### Directions:
Copy all lines in the material holding the string "green".

### Data extracts:
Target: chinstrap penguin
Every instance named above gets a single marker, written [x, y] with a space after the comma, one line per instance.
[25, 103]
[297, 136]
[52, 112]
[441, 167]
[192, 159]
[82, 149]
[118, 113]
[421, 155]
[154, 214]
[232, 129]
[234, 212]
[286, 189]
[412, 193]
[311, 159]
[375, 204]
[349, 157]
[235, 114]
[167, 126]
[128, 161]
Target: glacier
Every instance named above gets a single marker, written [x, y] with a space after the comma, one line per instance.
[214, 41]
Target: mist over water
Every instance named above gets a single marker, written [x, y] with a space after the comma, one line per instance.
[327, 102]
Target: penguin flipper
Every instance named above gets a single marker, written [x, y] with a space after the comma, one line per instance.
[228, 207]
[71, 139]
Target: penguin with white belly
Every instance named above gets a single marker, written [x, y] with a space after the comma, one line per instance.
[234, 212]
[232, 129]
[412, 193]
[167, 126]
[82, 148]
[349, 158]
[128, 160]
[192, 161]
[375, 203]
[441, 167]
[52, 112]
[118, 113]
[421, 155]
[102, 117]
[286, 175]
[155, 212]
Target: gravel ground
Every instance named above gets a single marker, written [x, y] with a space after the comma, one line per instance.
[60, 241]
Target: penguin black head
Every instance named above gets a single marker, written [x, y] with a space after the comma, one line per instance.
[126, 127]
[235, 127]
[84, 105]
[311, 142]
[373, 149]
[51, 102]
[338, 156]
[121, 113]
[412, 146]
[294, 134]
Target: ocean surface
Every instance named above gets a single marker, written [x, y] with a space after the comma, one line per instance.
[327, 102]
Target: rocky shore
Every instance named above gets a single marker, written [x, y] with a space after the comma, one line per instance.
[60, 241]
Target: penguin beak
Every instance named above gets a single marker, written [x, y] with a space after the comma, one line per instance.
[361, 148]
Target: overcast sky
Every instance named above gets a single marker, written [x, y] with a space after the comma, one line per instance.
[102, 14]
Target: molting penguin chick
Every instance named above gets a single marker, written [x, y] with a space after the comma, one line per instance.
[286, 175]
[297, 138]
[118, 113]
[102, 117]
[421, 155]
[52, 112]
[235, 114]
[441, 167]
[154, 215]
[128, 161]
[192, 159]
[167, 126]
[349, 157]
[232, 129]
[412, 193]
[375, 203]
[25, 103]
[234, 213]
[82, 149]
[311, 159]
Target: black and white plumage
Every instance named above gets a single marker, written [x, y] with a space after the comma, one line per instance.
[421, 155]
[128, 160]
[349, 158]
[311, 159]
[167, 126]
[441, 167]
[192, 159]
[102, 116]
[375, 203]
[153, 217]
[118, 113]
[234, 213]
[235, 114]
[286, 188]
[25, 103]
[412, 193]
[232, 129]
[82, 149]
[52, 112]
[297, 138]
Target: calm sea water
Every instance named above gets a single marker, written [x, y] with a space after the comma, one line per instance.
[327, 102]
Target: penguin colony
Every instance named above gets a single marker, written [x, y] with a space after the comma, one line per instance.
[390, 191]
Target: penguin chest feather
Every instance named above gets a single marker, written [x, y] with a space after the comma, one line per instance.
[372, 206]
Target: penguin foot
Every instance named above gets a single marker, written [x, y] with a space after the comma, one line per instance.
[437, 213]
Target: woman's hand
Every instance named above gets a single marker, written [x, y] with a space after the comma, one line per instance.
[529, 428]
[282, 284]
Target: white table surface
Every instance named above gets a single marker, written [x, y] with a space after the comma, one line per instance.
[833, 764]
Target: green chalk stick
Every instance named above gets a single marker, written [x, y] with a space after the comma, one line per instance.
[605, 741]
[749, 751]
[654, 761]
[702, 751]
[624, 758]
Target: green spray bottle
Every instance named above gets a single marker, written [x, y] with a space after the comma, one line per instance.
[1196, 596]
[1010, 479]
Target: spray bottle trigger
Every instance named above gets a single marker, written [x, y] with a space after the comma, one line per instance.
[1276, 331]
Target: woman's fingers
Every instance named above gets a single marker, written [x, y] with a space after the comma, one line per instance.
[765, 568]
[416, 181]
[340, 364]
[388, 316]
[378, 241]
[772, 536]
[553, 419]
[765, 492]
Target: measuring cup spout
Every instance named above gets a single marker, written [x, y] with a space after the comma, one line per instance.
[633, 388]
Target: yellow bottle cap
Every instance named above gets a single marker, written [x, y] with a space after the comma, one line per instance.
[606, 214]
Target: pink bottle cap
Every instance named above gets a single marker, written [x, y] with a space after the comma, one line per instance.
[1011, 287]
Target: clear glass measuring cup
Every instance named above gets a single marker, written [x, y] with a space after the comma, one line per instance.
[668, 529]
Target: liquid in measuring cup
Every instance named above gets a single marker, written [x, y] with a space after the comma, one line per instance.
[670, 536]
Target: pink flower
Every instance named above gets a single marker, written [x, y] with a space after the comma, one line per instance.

### Answer box:
Target: green chalk stick
Target: green spray bottle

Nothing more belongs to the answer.